* _Objective_:
Copy verbatim the lines of the material below, starting with the line that contains "indicate the person's forearm, a" and ending with the line that contains "column 292, row 21", both included, and output nothing else.

* _Input rows_:

※ ※ ※

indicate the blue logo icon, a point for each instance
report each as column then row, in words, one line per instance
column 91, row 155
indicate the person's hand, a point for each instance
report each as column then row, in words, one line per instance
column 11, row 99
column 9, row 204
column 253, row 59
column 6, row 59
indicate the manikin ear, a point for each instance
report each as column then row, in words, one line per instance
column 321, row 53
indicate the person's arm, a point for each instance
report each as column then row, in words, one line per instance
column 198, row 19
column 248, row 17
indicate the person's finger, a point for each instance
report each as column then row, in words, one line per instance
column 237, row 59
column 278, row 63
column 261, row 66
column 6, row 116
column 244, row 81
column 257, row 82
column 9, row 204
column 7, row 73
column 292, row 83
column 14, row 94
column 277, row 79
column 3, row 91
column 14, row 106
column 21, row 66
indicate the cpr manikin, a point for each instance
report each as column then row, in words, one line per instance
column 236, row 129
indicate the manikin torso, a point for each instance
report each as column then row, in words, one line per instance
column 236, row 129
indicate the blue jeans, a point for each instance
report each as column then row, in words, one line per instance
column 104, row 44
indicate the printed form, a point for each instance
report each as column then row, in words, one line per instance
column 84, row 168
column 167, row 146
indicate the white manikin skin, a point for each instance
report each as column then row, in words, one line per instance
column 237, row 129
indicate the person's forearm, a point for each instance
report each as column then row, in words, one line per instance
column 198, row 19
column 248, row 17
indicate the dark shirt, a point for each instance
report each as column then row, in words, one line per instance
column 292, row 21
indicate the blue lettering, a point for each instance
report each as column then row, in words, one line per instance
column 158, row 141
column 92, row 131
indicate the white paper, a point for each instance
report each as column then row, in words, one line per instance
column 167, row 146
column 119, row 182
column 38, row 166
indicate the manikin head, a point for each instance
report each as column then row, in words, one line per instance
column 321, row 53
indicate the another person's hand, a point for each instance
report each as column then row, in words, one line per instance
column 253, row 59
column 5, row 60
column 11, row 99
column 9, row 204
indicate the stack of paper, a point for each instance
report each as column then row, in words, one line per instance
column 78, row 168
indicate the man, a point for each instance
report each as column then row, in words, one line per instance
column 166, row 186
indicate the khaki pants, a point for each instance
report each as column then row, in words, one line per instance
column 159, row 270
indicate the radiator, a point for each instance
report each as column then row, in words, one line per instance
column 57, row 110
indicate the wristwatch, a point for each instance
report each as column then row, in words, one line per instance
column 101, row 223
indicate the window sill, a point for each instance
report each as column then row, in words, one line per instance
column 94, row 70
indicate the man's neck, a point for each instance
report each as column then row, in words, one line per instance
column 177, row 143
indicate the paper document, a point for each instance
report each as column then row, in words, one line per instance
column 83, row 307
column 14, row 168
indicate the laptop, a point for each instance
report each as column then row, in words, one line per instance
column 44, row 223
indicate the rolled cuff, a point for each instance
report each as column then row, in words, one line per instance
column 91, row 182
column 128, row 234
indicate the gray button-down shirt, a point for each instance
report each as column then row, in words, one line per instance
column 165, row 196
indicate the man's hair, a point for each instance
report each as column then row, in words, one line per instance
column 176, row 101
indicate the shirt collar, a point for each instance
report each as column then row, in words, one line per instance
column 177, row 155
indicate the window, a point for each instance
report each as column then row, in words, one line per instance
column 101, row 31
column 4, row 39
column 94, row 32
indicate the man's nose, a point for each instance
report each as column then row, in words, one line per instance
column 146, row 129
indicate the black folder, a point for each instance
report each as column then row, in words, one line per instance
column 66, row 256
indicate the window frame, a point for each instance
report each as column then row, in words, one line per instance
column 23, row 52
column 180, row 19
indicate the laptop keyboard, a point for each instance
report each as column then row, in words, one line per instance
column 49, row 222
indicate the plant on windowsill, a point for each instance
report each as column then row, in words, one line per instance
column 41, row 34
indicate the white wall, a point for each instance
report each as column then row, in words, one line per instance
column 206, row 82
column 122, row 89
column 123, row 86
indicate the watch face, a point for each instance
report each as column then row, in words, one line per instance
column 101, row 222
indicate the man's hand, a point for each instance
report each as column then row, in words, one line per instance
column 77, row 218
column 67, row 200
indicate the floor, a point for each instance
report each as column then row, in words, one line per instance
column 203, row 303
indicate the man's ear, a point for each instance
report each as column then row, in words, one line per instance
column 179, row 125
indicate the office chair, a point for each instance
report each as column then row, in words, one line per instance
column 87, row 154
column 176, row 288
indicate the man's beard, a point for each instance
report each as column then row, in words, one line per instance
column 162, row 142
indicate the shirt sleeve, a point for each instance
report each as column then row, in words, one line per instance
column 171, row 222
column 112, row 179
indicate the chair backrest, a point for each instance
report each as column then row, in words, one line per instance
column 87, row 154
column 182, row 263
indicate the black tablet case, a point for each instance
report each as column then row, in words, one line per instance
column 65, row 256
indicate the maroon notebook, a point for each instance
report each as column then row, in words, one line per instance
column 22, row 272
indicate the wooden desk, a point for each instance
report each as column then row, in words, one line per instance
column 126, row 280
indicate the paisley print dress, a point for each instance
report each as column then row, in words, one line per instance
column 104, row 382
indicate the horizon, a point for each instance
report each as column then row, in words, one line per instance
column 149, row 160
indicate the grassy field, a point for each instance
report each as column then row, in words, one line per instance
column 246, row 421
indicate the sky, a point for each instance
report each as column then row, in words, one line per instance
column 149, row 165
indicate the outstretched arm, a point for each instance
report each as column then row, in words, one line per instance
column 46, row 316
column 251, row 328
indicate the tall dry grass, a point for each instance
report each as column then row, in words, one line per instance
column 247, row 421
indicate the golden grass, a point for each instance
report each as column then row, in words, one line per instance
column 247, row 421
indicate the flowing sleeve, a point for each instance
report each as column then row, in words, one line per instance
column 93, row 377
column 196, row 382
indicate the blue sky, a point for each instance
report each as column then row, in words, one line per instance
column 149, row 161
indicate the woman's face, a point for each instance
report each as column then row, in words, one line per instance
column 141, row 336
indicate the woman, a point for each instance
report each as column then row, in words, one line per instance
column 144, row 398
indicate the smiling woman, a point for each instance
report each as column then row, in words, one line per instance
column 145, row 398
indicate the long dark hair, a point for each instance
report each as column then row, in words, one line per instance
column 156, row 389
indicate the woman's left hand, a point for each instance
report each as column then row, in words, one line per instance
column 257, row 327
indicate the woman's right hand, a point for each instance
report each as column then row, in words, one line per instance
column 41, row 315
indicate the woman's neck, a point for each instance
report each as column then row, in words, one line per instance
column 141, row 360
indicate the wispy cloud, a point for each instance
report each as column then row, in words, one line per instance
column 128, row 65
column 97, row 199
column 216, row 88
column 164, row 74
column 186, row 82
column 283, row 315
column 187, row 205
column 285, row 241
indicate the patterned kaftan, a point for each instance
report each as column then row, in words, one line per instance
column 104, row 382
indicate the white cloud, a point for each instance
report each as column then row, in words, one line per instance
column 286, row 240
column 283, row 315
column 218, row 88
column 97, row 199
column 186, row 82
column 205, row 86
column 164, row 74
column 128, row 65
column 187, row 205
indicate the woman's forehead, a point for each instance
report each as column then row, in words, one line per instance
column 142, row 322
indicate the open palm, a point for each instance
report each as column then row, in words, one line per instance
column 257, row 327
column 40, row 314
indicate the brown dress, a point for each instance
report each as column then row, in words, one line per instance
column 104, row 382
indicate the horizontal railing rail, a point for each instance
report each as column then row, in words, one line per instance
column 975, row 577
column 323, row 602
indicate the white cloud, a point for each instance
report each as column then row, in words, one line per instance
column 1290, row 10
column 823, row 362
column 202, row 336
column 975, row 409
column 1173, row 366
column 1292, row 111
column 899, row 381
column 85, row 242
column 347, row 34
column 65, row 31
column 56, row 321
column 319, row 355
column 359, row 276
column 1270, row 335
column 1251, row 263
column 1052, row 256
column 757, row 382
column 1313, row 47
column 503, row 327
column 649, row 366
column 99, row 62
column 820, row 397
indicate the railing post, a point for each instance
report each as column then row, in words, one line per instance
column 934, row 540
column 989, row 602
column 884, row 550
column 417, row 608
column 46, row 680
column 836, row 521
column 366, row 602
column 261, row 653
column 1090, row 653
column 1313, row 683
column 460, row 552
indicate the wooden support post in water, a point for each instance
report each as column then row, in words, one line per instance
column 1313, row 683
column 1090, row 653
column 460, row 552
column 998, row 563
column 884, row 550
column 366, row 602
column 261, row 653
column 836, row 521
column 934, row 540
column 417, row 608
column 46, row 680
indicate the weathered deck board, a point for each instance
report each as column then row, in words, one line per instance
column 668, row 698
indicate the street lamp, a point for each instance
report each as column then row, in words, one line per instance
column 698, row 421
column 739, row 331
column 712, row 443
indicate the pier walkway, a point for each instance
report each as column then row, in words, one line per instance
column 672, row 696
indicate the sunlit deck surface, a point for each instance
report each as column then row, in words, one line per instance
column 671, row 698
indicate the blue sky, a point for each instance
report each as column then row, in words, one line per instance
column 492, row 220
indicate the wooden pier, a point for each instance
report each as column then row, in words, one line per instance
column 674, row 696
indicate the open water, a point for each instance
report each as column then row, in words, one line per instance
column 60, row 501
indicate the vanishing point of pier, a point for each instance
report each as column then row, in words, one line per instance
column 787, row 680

※ ※ ※

* _Response to the exercise_:
indicate the person's forearm, a point for each instance
report each as column then row, in words, one line per instance
column 198, row 19
column 248, row 17
indicate the dark shirt, a point for each instance
report each as column then row, in words, one line per instance
column 292, row 21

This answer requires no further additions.